The task: Please list every line of the listing below that contains the string "city", treating uppercase and lowercase as different.

Data for this task:
** Start **

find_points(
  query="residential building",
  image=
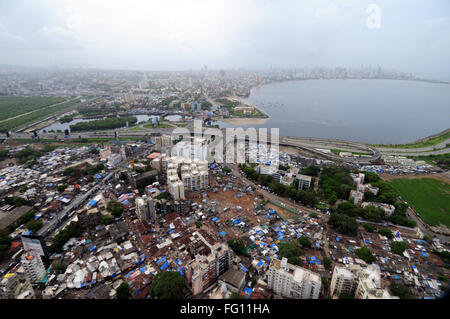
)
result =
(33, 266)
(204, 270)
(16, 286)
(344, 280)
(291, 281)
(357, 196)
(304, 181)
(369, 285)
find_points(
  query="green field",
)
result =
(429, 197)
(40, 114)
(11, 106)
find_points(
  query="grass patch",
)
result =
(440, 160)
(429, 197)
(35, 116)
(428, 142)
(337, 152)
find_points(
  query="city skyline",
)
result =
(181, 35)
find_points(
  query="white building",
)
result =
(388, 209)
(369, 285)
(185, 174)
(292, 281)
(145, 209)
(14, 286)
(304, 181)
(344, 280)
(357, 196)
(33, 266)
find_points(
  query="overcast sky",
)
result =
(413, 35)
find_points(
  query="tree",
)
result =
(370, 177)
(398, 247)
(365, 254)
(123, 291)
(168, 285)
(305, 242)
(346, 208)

** End **
** Start **

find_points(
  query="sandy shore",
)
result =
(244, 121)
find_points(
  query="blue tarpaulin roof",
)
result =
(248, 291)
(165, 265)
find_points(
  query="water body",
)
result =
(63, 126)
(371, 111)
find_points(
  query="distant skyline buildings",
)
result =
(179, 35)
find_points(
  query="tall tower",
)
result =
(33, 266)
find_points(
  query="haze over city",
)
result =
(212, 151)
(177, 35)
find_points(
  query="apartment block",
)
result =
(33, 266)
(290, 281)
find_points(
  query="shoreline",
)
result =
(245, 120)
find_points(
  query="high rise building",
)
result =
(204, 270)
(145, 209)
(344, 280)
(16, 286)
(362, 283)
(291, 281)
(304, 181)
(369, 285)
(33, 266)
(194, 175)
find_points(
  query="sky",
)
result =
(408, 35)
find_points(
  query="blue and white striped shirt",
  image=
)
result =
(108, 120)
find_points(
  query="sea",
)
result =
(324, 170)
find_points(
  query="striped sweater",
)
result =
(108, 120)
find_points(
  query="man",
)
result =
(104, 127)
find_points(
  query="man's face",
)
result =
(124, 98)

** End **

Answer to the task:
  query="city skyline",
  query="haze over city",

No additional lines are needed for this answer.